** DOCUMENT PASSAGE follows **

China: Considering the Path Not Taken

n a visit to China in the summer of 1988, I encountered a widespread sense of drift and despair. The official inflation rate at 18.5 percent, and the actual rate was probably higher. State statistics said that 21 percent of urban workers had suffered a decline in living standards. In big cities, residents needed to routinely pay bribes if they wanted phone lines, electricity service, mail deliveries, or medical attention. Intellectuals were criticizing China’s political leaders, its political system, and even its national culture and national character. “Nineteen-eighty-eight ushered in a season of discontent that is perhaps unique in China’s post-revolutionary history,” I wrote in an article published later that year.

** End of DOCUMENT PASSAGE **

■ **QUESTIONS ON THE MATERIAL**:
(1) Copy the passage on China in 1988 word for word, between "China: Considering the" and "later that year.", inclusive.
(2) In the passage on China in 1988, what percentage of urban workers had suffered a decline in living standards, according to state statistics?
(3) Continue the passage on China in 1988 from where it stops.

** AVAILABLE DATA follows **

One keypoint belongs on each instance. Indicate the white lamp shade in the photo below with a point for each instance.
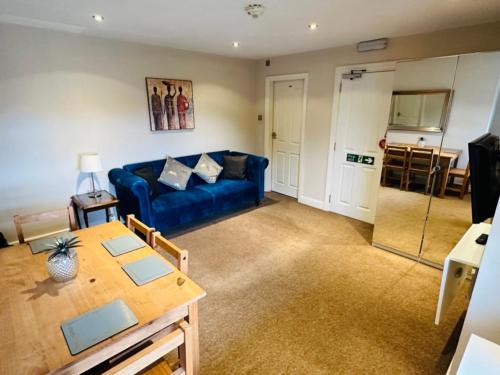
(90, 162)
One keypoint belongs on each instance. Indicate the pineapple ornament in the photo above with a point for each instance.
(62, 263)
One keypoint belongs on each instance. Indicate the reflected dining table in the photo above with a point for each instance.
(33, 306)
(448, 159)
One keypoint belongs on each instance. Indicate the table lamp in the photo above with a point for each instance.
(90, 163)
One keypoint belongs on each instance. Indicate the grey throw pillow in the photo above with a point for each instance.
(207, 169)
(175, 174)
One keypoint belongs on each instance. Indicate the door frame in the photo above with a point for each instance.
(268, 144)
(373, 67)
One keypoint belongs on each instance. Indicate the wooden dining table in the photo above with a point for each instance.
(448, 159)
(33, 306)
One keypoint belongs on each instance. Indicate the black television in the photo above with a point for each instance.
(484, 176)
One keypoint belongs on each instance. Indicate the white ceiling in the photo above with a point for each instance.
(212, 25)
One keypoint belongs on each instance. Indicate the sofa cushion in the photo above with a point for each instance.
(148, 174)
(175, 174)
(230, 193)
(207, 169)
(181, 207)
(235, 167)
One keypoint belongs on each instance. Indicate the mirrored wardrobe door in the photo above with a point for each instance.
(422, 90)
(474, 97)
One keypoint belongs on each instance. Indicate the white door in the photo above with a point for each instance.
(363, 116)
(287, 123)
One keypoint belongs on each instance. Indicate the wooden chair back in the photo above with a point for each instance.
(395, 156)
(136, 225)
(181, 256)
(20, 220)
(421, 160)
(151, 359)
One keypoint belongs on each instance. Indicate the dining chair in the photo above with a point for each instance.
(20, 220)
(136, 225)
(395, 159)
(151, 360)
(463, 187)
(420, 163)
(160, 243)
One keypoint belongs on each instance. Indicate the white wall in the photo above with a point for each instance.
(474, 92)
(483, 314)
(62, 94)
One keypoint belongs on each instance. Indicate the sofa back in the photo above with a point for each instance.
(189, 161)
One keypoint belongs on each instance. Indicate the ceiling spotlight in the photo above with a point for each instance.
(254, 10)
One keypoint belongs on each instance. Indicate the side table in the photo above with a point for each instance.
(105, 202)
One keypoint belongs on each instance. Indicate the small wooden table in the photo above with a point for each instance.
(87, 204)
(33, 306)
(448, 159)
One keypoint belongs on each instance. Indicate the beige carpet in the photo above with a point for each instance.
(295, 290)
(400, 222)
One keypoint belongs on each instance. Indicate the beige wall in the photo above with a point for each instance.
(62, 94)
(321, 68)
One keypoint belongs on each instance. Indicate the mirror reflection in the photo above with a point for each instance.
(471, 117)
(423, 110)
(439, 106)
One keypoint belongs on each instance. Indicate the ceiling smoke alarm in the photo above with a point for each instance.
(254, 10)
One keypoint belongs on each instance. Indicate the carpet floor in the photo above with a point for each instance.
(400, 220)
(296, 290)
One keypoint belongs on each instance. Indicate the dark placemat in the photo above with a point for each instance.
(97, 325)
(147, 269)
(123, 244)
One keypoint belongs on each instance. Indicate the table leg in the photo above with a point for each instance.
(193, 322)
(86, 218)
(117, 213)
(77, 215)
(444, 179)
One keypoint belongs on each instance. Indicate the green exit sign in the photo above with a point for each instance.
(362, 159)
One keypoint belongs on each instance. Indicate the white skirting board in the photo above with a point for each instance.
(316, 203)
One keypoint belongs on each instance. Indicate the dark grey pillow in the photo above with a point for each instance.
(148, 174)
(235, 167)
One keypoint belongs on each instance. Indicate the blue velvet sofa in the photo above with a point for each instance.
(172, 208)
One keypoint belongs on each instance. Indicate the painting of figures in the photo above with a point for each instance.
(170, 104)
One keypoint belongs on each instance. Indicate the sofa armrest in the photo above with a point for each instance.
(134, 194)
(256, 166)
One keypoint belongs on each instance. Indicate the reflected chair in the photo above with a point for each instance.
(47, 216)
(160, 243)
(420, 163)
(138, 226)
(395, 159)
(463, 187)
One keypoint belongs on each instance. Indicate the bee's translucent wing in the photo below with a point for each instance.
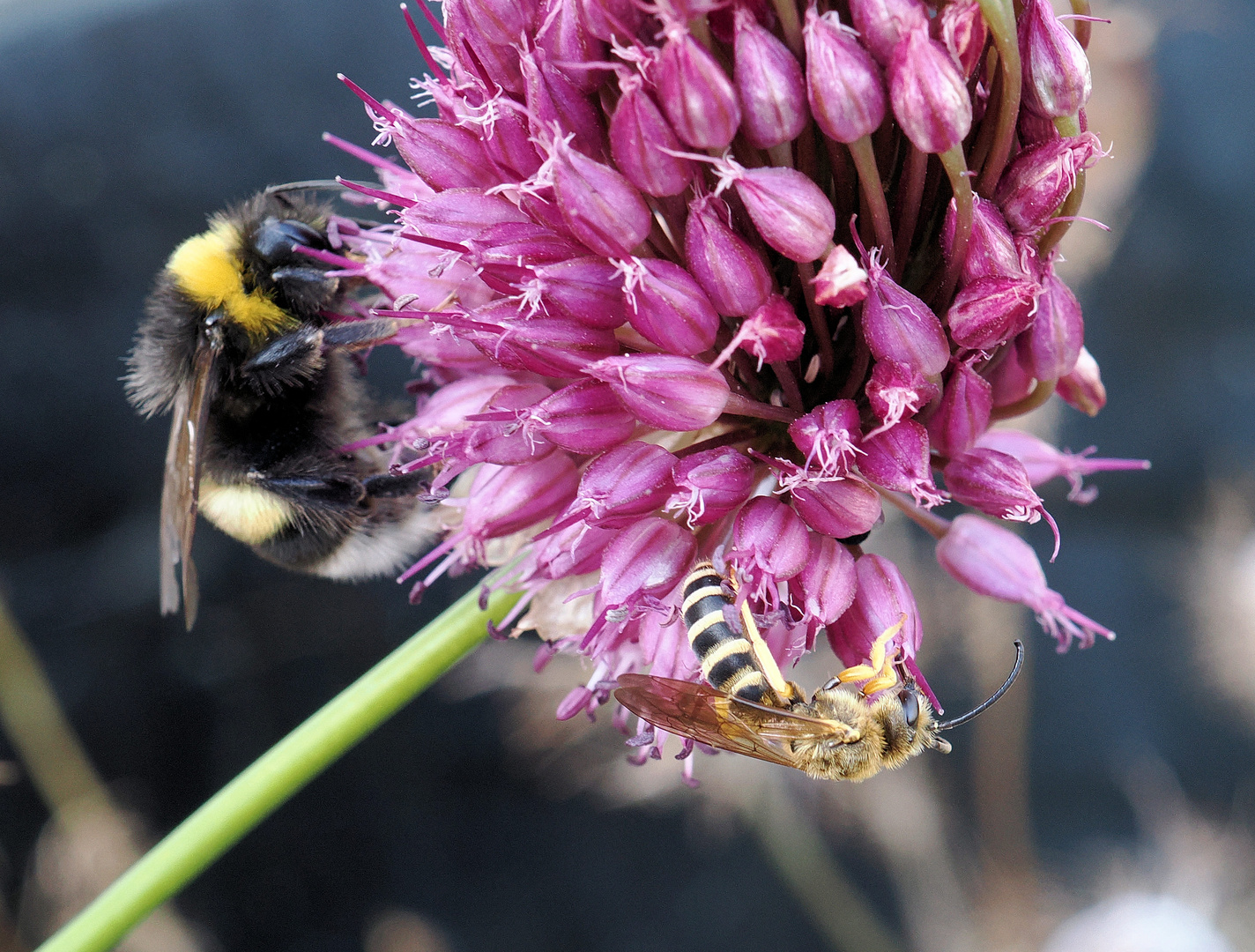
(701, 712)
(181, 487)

** End of AVAILABLE DATA **
** AVAILABLE DATA follows **

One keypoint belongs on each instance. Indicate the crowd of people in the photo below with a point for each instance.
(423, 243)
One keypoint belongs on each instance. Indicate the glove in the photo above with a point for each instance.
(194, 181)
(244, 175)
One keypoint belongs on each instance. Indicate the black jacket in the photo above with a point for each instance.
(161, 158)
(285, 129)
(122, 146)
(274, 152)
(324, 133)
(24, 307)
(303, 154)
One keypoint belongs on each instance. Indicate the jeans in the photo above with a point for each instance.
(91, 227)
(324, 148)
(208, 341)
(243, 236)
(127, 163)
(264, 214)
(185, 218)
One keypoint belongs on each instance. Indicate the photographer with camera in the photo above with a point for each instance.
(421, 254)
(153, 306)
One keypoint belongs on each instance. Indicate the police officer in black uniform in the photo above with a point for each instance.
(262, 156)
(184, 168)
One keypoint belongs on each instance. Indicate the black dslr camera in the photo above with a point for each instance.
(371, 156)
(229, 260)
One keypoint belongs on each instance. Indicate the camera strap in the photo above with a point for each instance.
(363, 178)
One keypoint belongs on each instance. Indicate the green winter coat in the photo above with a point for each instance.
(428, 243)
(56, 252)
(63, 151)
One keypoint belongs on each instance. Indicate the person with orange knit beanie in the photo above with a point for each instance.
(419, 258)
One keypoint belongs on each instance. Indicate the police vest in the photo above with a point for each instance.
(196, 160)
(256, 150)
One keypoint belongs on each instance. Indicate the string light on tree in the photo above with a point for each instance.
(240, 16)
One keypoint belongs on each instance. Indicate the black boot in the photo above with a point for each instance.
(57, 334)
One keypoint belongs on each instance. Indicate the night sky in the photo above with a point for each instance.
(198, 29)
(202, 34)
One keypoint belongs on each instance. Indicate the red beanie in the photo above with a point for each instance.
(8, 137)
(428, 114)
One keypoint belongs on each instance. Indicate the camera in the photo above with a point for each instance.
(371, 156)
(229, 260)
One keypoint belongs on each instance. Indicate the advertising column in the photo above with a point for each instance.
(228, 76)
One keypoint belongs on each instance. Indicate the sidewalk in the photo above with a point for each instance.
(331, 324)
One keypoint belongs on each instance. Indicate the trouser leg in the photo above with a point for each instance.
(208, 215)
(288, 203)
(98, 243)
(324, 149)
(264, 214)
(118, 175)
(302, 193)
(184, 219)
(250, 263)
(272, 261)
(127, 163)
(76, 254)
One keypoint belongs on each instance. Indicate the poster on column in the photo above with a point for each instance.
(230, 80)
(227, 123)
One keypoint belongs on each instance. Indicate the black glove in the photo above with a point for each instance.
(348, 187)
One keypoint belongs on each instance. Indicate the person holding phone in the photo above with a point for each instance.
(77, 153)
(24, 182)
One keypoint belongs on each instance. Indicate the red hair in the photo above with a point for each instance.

** End of AVAILABLE DATA **
** AVAILABLE DATA follows **

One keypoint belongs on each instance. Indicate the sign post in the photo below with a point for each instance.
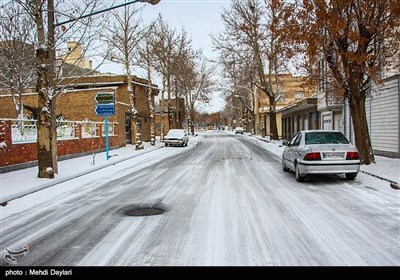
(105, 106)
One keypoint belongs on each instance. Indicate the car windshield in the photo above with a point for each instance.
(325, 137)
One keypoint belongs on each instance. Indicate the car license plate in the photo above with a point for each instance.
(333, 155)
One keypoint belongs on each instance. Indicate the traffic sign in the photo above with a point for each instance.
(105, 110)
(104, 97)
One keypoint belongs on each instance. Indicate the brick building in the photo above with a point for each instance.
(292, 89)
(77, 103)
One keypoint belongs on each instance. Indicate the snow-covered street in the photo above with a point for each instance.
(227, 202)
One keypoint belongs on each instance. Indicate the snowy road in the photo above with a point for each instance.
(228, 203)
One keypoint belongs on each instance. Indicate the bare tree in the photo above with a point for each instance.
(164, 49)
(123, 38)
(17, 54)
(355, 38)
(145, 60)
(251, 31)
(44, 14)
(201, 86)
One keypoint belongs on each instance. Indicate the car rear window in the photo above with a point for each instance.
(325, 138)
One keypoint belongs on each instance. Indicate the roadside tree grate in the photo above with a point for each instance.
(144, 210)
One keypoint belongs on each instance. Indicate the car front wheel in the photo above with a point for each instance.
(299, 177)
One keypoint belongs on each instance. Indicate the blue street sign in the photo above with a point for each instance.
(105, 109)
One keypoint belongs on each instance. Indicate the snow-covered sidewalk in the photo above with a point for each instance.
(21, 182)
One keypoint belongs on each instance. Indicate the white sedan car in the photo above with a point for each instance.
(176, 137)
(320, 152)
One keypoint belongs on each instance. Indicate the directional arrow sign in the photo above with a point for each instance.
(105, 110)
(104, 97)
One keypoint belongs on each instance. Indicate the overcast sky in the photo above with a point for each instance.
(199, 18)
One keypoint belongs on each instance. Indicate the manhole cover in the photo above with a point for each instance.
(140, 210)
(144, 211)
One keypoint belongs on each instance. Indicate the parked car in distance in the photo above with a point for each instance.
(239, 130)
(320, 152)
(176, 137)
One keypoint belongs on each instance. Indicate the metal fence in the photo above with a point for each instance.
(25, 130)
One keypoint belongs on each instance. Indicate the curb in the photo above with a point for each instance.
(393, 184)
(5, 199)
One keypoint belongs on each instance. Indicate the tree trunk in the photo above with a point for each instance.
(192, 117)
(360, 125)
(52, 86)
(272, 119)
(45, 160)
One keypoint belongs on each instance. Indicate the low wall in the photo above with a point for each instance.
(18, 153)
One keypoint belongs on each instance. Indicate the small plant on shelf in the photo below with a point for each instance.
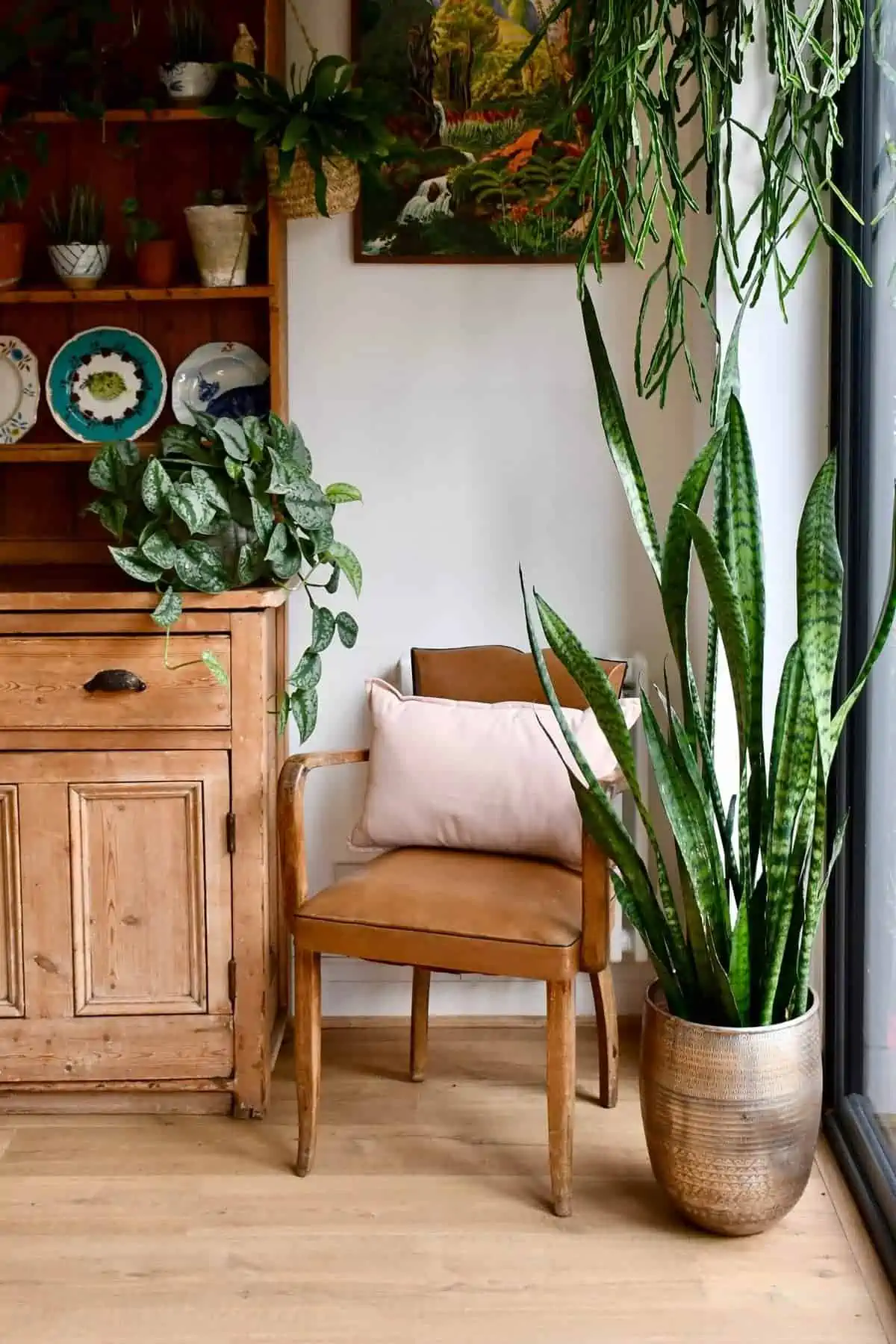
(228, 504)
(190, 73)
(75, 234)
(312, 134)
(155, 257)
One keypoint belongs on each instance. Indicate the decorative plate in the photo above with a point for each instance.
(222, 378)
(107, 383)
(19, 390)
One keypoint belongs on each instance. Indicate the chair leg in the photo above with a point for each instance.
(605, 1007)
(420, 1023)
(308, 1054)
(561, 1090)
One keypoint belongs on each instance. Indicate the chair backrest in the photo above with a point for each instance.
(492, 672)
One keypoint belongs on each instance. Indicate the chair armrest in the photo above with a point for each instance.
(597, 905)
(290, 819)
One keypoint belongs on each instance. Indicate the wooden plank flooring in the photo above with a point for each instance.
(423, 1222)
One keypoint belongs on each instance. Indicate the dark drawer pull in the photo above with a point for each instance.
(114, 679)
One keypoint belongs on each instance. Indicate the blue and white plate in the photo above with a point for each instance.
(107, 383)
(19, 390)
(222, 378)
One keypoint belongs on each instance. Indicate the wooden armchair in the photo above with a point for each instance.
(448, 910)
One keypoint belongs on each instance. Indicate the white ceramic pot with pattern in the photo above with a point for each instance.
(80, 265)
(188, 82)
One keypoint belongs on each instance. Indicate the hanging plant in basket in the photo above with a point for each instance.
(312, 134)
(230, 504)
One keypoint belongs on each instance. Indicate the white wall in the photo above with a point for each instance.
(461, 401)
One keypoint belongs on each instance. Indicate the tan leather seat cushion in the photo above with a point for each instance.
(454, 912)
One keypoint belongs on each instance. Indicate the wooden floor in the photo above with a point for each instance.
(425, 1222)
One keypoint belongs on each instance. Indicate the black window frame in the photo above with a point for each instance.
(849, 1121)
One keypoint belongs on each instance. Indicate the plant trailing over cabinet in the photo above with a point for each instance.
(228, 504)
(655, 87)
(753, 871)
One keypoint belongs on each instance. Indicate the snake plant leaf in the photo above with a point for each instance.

** End of AVAILABLE DATA **

■ **EXPECTED RESPONSES**:
(1)
China: Considering the Path Not Taken

n a visit to China in the summer of 1988, I encountered a widespread sense of drift and despair. The official inflation rate at 18.5 percent, and the actual rate was probably higher. State statistics said that 21 percent of urban workers had suffered a decline in living standards. In big cities, residents needed to routinely pay bribes if they wanted phone lines, electricity service, mail deliveries, or medical attention. Intellectuals were criticizing China’s political leaders, its political system, and even its national culture and national character. “Nineteen-eighty-eight ushered in a season of discontent that is perhaps unique in China’s post-revolutionary history,” I wrote in an article published later that year.

(2) 21 percent

(3)
Such a dark mood was surprising at the end of a decade of what the official propaganda apparatus called “reform and opening”—Chinese leader Deng Xiaoping’s ambitious campaign to restructure China’s economic system and open the country to global markets after the stagnation and autarky of the Mao Zedong years. Not an expert in economics, Deng relied on China’s premier, Zhao Ziyang, to figure out how to reform the economy. Zhao contracted agricultural land to farming families to manage as they saw best; authorized villages and townships to set up small-scale, effectively private enterprises; and opened special economic zones such as Shenzhen and other production bases where investors from Hong Kong, Taiwan, and other market economies could set up factories to import raw materials and export products free of tariffs. These and other reforms achieved remarkable success. From 1978 to 1988, China’s GDP more than doubled.